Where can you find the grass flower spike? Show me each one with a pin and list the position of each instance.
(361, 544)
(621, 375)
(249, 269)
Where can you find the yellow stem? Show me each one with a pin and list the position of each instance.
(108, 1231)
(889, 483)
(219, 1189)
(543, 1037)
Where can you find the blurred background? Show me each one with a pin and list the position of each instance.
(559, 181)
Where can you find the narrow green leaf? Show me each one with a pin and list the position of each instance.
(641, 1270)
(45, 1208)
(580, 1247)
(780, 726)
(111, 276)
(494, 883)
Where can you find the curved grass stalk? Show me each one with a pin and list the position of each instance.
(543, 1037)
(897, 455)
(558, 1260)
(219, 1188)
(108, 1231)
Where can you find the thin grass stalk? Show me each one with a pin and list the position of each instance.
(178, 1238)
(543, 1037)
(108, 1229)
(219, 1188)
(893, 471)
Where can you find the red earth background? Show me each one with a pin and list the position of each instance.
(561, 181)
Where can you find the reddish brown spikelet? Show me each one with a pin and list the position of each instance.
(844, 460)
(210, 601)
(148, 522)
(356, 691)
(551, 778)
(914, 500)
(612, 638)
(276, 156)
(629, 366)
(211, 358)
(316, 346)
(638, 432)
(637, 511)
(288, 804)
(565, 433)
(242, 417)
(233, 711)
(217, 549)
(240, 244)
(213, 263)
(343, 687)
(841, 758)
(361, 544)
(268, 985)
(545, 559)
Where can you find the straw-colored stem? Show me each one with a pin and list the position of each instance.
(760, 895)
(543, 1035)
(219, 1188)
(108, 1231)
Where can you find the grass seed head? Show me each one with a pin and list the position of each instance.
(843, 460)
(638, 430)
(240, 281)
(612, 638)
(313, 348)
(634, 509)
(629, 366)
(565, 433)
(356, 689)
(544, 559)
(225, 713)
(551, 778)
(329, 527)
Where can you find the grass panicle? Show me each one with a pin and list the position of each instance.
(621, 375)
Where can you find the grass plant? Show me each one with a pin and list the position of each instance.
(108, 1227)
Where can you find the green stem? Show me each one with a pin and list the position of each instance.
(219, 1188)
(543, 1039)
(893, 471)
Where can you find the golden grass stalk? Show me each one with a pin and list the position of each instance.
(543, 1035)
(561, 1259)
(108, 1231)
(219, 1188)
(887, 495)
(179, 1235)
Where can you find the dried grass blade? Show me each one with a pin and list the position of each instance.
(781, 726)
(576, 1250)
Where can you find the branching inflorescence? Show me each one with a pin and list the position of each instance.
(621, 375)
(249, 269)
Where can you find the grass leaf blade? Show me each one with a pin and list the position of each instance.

□ □ □ □ □

• **Exercise instructions**
Return all of the lines above word for word, from the first to the last, with nothing changed.

• **Written answer**
Where can you find the grass flower spike? Show me each one with a pin and list the position of each instance.
(361, 544)
(621, 375)
(249, 269)
Where can you find the yellow stem? Show me each one with a pin and list the position of each instance.
(108, 1231)
(889, 483)
(219, 1189)
(543, 1037)
Where can you find the blurred background? Show me each one with a pin and list the position of each instance.
(559, 181)
Where can you find the narrow green leaf? Show me each one with a pin and list the position of each instance.
(641, 1270)
(45, 1208)
(580, 1247)
(780, 726)
(111, 276)
(494, 883)
Where can you find the curved grass stalk? Show me each one with a pin and list the position of each instance.
(543, 1037)
(897, 455)
(558, 1260)
(219, 1188)
(108, 1231)
Where can you find the thin grass stalk? Show me each one with a pin and list the position of each instance.
(178, 1238)
(543, 1037)
(108, 1229)
(219, 1188)
(893, 471)
Where can you find the red earth background? Show me each one with a pin and list the position of each instance.
(561, 181)
Where can you find the reddish brown spikelet? Show me each one with a pin and list the position of each instance.
(844, 460)
(210, 601)
(148, 522)
(356, 691)
(551, 778)
(914, 500)
(612, 638)
(276, 156)
(629, 366)
(211, 358)
(316, 346)
(638, 432)
(637, 511)
(288, 804)
(565, 433)
(242, 417)
(233, 711)
(217, 549)
(240, 244)
(213, 263)
(343, 687)
(841, 758)
(361, 544)
(268, 985)
(545, 559)
Where can you find the straw-colored stem? Show me each one with a pin and list the position of each instance.
(760, 895)
(543, 1035)
(219, 1188)
(108, 1231)
Where can you find the grass seed head? Show me each one with a pin and list the position of each instance.
(843, 460)
(638, 430)
(240, 281)
(612, 638)
(313, 348)
(634, 509)
(629, 366)
(565, 433)
(356, 689)
(544, 559)
(225, 713)
(551, 778)
(329, 527)
Where can you find the grass panicle? Show me each one with a pin and list the position of each instance.
(621, 375)
Where can you find the grass plant? Show me each one with a pin and list the position of each instance.
(108, 1227)
Where can you find the green stem? Show me each one with a pin and list the position of each instance.
(219, 1188)
(543, 1039)
(893, 471)
Where can you find the golden grass stalk? Show me each one with a pin and list the position of each instance.
(543, 1035)
(561, 1259)
(108, 1231)
(219, 1188)
(887, 495)
(179, 1235)
Where can you find the dried grass blade? Show me each one with a pin and list the position of each instance.
(781, 726)
(576, 1250)
Where can you find the branching inflorescence? Show me each one with a pin and list the position of each instance.
(621, 375)
(249, 269)
Where can you find the grass leaf blade? Show me each one with a pin and list the position of each instance.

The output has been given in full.